▸ **Ausgewählter Auszug**

________________________

Die DKG sieht daher einen „klaren Verstoß des G-BA gegen den gesetzlichen Auftrag“ und müsse deshalb jetzt im weiteren Verfahren auch durch die Rechtsaufsicht im Bundesgesundheitsministerium gestoppt werden.

Weiterhin kritisiert die Krankenhausgesellschaft, dass nach dem G-BA-Beschluss ab dem Jahr 2027 in allen ambulanten Notaufnahmen am Tresen 24/7 speziell weitergebildete Notfallpflegekräfte tätig werden. Nach Ansicht der DKG werden diese hochqualifizierten Pflegekräfte jedoch viel dringender in der Notfallambulanz in Behandlungs- und Schockräumen gebraucht. „Pflegekräfte mit einer solchen Zusatzqualifikation sind weder heute noch absehbar in Zukunft in der vom G-BA geforderten Anzahl verfügbar“, moniert Gaß. Konkret werde dies dazu führen, dass heute noch existierende ambulante Notaufnahmen perspektivisch schließen oder ihre Öffnungszeiten drastisch einschränken müssten.

________________________

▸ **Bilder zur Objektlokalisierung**
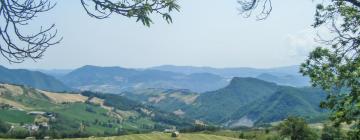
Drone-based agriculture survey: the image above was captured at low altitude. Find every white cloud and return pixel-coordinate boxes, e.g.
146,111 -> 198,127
285,29 -> 319,59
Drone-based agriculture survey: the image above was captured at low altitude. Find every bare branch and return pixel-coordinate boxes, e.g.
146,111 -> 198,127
0,0 -> 61,63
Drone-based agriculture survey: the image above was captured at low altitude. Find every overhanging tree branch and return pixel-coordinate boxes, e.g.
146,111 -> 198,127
0,0 -> 61,63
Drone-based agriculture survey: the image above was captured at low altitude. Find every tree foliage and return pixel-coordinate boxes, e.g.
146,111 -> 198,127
277,117 -> 317,140
321,124 -> 345,140
301,0 -> 360,133
239,0 -> 360,135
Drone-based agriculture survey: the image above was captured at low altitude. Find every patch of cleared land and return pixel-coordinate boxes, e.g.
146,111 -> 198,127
0,84 -> 24,95
39,90 -> 88,103
0,97 -> 31,110
67,133 -> 239,140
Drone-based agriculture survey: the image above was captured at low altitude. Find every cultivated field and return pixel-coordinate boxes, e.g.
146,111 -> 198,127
67,133 -> 239,140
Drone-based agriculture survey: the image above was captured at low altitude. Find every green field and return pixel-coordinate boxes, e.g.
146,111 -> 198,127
67,133 -> 239,140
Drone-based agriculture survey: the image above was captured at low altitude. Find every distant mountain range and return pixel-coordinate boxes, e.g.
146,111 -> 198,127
150,65 -> 310,87
0,66 -> 326,127
0,66 -> 71,91
123,78 -> 326,127
60,66 -> 228,93
0,84 -> 194,136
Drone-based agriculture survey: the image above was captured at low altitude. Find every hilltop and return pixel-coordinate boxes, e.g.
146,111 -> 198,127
0,84 -> 193,138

________________________

▸ **Zu bearbeitende Aufgaben**
(a) Schreiben Sie aus dem Auszug die Stelle zwischen „Die DKG sieht“ und „drastisch einschränken müssten.“ einschließlich dieser beiden Stellen wortgetreu ab.
(b) Übersetzen Sie den folgenden Satz aus dem Auszug ins Englische: „Nach Ansicht der DKG werden diese hochqualifizierten Pflegekräfte jedoch viel dringender in der Notfallambulanz in Behandlungs- und Schockräumen gebraucht.“
Das Material wird hierfür nicht benötigt.

▸ **Antworten im Überblick**
(a)
Die DKG sieht daher einen „klaren Verstoß des G-BA gegen den gesetzlichen Auftrag“ und müsse deshalb jetzt im weiteren Verfahren auch durch die Rechtsaufsicht im Bundesgesundheitsministerium gestoppt werden.

Weiterhin kritisiert die Krankenhausgesellschaft, dass nach dem G-BA-Beschluss ab dem Jahr 2027 in allen ambulanten Notaufnahmen am Tresen 24/7 speziell weitergebildete Notfallpflegekräfte tätig werden. Nach Ansicht der DKG werden diese hochqualifizierten Pflegekräfte jedoch viel dringender in der Notfallambulanz in Behandlungs- und Schockräumen gebraucht. „Pflegekräfte mit einer solchen Zusatzqualifikation sind weder heute noch absehbar in Zukunft in der vom G-BA geforderten Anzahl verfügbar“, moniert Gaß. Konkret werde dies dazu führen, dass heute noch existierende ambulante Notaufnahmen perspektivisch schließen oder ihre Öffnungszeiten drastisch einschränken müssten.

(b) In the DKG's view, however, these highly qualified nurses are needed far more urgently in the emergency outpatient department, in treatment and resuscitation rooms.